Work to be completed => Quote the whole listing word for word. Do not include the pictures.

★ ★ ★ ★

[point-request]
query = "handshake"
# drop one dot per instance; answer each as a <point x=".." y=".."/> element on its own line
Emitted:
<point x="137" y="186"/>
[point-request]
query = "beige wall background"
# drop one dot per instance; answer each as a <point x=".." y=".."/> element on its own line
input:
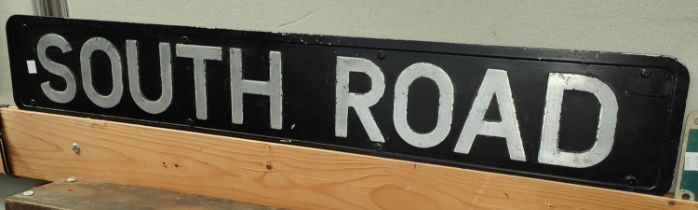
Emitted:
<point x="644" y="27"/>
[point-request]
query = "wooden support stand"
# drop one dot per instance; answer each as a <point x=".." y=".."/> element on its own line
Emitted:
<point x="280" y="175"/>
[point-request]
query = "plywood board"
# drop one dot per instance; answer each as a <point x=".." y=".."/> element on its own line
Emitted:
<point x="280" y="175"/>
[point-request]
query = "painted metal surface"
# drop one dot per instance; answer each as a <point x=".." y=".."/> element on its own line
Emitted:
<point x="87" y="194"/>
<point x="606" y="119"/>
<point x="687" y="172"/>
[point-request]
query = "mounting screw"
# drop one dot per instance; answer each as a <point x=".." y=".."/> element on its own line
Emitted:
<point x="378" y="146"/>
<point x="381" y="54"/>
<point x="28" y="193"/>
<point x="630" y="180"/>
<point x="184" y="39"/>
<point x="75" y="147"/>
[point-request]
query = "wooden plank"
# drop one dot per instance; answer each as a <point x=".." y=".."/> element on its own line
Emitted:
<point x="280" y="175"/>
<point x="2" y="166"/>
<point x="89" y="194"/>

★ ★ ★ ★

Solution below =>
[point-request]
query = "handshake"
# drop one dot per instance; answer each as a <point x=".." y=".."/> element on its own line
Emitted:
<point x="137" y="186"/>
[point-request]
query = "beige wall background"
# drop one dot per instance; answer each as a <point x=".." y=".."/> element on its own line
input:
Emitted:
<point x="644" y="27"/>
[point-request]
query = "wooden support stand"
# drop one dot per instance; answer each as a <point x=".." y=".."/> element on its own line
Emitted:
<point x="280" y="175"/>
[point-request]
query = "plywood board"
# drop one dot per instance; answer each as a <point x=".." y=".."/> element on its own line
Emitted:
<point x="280" y="175"/>
[point-request]
query = "painted metal surface"
# drop one dot per instance; answer each as a <point x=".." y=".."/> element on its own line
Emitted:
<point x="87" y="194"/>
<point x="606" y="119"/>
<point x="687" y="172"/>
[point-request]
query = "mounting screw"
# drop one dot per instance; answer each as a <point x=".." y=".."/> element on its own line
Emitted:
<point x="378" y="146"/>
<point x="381" y="54"/>
<point x="28" y="193"/>
<point x="630" y="180"/>
<point x="184" y="39"/>
<point x="75" y="147"/>
[point-request]
query = "wooden plank"
# drop one dot per instance; answer each as a <point x=".." y=".."/> element on its own line
Emitted:
<point x="280" y="175"/>
<point x="2" y="166"/>
<point x="89" y="194"/>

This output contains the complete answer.